━━ Supplied text
Project Metadata Management¶
v2.0 Migration
In QPX v2.0, project metadata is managed through the Dataset API. The previous command-line tools for project management have been replaced with a simplified API-based approach. Project-level metadata is now stored in dataset.parquet, sample.parquet, and run.parquet.
Overview¶
QPX v2.0 manages project metadata through the Dataset API, providing a unified interface for accessing and managing dataset-level information, sample metadata, and run-level details.
Accessing Project Metadata¶
Load a dataset and access project-level metadata:
import qpx
# Load dataset
ds = qpx.Dataset("path/to/dataset/")
# Access project-level metadata
print(ds.dataset_meta)
# Access specific metadata fields
if hasattr(ds.dataset_meta, 'name'):
print(f"Dataset name: {ds.dataset_meta.name}")
━━━━
From the QPX metadata documentation, reproduce word for word the passage starting at "Project Metadata Management¶" and ending at "sample.parquet, and run.parquet.". The material after this point is separate from the QPX metadata documentation.
━━ Extracted information
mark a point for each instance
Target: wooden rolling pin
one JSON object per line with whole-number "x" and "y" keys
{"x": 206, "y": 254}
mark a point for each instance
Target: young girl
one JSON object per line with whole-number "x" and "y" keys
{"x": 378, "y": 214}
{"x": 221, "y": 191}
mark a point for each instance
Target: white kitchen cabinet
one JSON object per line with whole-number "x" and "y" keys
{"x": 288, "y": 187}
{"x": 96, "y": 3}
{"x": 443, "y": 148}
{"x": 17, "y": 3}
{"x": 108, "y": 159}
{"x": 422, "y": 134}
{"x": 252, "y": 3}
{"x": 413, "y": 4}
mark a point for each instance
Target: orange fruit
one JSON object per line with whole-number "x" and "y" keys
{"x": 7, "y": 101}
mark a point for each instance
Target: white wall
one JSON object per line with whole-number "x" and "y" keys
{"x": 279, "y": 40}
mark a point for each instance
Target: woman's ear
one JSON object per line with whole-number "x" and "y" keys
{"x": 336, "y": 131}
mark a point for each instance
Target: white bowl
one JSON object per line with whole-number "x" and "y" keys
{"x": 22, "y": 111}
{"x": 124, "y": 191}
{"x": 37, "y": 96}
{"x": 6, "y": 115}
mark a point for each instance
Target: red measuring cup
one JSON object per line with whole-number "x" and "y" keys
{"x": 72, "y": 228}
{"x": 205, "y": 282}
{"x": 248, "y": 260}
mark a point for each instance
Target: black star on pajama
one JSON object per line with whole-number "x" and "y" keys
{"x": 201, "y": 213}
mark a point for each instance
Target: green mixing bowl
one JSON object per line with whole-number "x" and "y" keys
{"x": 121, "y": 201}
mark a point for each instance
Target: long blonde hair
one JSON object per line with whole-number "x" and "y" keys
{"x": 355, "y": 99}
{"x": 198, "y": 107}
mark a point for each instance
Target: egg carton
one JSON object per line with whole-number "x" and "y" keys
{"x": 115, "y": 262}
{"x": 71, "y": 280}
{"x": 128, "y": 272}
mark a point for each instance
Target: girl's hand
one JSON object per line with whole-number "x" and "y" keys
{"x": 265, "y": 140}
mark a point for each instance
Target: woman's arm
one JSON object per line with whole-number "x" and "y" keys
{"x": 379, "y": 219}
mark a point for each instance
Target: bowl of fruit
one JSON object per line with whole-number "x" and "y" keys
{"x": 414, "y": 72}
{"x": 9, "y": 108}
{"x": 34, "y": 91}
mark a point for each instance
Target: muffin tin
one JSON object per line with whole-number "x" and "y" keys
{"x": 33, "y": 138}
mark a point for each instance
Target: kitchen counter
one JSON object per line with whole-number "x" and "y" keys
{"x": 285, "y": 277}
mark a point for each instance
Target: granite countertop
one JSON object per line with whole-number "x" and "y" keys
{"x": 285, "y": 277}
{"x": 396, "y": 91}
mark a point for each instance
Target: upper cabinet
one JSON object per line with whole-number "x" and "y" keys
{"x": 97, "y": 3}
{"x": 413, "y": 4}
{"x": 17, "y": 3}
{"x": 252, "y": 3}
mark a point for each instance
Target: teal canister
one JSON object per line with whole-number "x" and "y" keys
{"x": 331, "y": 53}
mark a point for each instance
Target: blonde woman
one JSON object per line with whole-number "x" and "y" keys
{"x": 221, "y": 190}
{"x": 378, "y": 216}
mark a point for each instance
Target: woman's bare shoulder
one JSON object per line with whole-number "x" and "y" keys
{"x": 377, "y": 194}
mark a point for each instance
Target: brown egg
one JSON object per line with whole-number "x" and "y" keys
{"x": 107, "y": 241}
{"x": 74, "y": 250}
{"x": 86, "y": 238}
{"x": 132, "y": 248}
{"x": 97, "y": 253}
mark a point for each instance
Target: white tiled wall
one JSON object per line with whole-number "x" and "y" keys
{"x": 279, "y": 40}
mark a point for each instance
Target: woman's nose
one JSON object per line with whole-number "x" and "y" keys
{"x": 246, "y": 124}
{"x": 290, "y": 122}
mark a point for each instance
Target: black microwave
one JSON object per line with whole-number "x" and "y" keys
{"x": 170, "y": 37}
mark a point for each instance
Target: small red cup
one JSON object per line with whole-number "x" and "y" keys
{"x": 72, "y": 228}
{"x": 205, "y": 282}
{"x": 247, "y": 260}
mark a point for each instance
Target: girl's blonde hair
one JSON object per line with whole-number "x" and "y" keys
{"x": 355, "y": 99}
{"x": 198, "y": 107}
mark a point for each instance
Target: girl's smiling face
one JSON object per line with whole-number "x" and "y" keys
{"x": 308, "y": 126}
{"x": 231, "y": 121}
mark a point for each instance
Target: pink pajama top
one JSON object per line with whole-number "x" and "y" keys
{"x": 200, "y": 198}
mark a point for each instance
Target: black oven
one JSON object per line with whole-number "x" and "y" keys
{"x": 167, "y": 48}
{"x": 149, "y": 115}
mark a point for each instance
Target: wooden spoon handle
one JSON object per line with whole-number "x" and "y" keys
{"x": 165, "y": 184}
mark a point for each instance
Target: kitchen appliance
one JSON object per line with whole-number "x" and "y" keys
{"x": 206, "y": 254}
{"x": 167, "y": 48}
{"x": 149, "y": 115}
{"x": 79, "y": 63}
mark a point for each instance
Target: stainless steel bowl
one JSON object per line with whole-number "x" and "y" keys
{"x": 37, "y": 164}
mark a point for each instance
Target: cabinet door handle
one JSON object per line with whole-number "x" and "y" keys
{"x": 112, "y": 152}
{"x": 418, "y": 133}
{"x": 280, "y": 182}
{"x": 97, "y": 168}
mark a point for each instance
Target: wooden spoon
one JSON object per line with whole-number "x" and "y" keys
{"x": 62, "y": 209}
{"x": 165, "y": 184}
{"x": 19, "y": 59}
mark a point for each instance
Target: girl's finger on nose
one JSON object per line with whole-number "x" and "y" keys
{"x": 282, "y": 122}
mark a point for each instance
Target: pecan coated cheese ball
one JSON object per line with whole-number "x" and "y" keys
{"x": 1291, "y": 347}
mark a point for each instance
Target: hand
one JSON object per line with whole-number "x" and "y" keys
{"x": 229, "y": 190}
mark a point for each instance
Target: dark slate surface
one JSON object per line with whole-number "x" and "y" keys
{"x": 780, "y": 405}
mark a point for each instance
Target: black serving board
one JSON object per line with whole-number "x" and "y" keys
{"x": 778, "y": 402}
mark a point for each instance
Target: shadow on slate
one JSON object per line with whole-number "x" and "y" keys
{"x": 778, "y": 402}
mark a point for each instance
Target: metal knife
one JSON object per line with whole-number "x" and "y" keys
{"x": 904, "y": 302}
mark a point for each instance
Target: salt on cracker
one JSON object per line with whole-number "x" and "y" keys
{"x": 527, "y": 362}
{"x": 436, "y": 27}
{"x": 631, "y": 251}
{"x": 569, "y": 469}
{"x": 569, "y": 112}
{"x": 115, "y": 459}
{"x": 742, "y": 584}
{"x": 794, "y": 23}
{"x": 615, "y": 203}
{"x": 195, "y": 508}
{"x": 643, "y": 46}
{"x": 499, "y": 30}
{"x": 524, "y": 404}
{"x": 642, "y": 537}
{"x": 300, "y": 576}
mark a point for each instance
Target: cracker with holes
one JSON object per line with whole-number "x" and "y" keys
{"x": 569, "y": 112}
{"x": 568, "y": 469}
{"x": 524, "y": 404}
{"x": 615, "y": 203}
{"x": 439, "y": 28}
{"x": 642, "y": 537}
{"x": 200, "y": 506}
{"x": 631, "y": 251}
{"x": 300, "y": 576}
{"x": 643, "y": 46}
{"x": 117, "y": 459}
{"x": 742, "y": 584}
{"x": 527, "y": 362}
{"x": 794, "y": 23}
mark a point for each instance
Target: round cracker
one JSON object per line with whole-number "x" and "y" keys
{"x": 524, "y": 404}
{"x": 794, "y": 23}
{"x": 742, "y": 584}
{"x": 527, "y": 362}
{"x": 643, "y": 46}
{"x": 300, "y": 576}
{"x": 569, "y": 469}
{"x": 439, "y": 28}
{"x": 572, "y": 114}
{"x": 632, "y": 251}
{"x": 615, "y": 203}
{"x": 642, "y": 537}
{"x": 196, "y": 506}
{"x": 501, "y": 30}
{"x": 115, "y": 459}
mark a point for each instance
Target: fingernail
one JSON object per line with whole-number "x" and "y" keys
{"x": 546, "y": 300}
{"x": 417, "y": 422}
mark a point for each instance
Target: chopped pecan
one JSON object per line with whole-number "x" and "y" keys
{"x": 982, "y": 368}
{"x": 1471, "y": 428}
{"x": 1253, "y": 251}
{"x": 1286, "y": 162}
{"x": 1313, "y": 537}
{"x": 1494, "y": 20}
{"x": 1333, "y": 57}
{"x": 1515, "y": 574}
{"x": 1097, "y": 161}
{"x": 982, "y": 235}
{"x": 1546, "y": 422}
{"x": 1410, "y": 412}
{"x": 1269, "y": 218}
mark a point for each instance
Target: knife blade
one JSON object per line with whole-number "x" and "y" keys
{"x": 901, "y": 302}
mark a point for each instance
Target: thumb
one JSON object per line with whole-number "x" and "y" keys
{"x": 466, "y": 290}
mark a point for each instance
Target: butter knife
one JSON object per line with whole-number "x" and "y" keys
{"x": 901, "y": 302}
━━━━
━━ Extracted information
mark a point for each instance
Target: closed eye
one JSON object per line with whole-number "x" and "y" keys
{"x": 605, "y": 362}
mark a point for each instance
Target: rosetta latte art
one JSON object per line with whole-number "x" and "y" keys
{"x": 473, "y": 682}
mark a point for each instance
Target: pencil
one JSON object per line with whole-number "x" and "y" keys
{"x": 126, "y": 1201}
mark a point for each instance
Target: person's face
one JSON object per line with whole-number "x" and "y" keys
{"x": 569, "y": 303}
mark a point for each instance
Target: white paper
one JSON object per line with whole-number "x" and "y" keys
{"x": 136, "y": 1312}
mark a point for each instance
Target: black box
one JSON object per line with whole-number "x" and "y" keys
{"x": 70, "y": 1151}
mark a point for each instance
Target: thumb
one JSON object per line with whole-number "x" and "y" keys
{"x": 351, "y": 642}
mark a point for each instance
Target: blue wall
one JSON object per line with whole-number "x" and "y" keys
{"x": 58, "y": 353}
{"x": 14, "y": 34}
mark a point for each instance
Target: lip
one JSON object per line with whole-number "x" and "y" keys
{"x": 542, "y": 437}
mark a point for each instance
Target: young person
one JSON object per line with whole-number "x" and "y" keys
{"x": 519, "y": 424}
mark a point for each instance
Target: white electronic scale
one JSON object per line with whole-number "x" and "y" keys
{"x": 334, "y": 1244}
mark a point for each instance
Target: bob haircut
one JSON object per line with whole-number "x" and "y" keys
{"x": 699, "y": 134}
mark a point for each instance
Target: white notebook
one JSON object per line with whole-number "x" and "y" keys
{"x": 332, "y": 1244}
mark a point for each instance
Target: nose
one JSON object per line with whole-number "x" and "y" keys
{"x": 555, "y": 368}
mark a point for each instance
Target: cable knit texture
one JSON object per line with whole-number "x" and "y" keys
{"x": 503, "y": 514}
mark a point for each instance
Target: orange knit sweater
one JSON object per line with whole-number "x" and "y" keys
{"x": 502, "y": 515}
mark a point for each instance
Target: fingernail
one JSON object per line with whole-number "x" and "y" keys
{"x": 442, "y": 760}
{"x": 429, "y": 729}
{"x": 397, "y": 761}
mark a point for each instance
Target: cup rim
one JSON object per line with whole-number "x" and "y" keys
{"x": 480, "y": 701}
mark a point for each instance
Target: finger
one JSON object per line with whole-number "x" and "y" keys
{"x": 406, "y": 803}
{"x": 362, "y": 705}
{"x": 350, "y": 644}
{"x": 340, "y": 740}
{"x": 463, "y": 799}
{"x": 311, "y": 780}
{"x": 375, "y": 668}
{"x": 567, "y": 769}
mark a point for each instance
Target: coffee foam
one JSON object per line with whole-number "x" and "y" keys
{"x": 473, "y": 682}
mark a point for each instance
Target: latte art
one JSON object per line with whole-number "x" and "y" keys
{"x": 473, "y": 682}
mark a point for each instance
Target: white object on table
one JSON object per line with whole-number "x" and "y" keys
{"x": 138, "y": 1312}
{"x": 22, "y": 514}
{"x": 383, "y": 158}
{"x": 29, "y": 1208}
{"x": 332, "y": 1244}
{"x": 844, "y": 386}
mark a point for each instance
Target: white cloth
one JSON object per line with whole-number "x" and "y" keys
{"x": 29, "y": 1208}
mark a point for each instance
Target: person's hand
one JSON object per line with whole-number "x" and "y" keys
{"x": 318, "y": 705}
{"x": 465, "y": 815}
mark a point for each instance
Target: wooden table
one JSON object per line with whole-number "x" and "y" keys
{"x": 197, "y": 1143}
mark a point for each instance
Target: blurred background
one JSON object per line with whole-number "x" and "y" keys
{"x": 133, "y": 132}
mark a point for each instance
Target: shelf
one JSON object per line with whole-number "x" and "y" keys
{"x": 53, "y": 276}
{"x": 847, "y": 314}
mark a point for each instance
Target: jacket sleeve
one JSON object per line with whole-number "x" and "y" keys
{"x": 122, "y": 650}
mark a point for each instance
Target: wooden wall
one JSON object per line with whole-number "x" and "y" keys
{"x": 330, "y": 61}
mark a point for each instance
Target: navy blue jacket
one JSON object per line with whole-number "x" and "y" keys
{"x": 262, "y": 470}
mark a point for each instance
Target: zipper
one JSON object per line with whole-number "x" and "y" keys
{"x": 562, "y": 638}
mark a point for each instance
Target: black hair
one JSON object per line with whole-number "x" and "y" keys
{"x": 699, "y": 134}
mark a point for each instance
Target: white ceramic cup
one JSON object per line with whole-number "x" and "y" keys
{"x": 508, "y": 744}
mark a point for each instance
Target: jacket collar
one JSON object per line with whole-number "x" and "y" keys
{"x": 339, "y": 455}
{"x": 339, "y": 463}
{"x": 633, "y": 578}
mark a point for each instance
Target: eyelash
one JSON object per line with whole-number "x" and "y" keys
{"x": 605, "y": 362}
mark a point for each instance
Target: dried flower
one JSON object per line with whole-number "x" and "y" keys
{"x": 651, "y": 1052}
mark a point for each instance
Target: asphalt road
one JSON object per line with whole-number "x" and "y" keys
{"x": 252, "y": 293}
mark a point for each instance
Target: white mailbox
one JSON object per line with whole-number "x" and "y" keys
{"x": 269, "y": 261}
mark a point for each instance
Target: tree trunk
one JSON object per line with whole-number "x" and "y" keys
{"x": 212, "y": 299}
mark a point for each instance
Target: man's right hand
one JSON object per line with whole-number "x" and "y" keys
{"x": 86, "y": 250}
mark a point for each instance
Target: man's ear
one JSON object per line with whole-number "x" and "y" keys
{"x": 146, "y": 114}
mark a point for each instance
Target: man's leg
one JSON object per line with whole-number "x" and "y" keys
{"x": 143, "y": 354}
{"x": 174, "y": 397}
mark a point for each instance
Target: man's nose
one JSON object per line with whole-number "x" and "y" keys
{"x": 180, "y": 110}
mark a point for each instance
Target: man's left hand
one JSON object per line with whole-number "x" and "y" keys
━━━━
Expected output
Project Metadata Management¶
v2.0 Migration
In QPX v2.0, project metadata is managed through the Dataset API. The previous command-line tools for project management have been replaced with a simplified API-based approach. Project-level metadata is now stored in dataset.parquet, sample.parquet, and run.parquet.